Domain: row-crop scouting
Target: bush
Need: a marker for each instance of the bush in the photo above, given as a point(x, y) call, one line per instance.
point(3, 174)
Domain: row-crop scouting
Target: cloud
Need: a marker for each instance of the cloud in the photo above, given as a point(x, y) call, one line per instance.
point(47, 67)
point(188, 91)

_ _ _

WHAT YOU WILL DO: For this exercise, the records above must be returned exactly.

WRITTEN ANSWER:
Domain: row-crop scouting
Target: bush
Need: a marker for each instance of the bush in the photo above, given as a point(x, y) call, one line per instance.
point(3, 174)
Domain: row-crop scouting
Target: cloud
Need: a marker for each instance of the cloud in the photo above, given as a point(x, y) call, one line per instance.
point(47, 67)
point(188, 91)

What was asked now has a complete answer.